--- Start DATA TO USE ---
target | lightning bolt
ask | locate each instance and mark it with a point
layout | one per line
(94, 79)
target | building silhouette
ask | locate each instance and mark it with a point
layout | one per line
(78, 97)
--- End DATA TO USE ---
■ **EXERCISE AIM**
Reproduce every line of the entries above, requests included, scaling each coordinate in the answers by 1.35 and rounding to the nearest whole number, with halves rounded up.

■ **WORKED ANSWER**
target | lightning bolt
ask | locate each instance and mark it with a point
layout | one per line
(127, 107)
target | building silhouette
ask | locate each instance and mark it with a point
layout | one per line
(105, 131)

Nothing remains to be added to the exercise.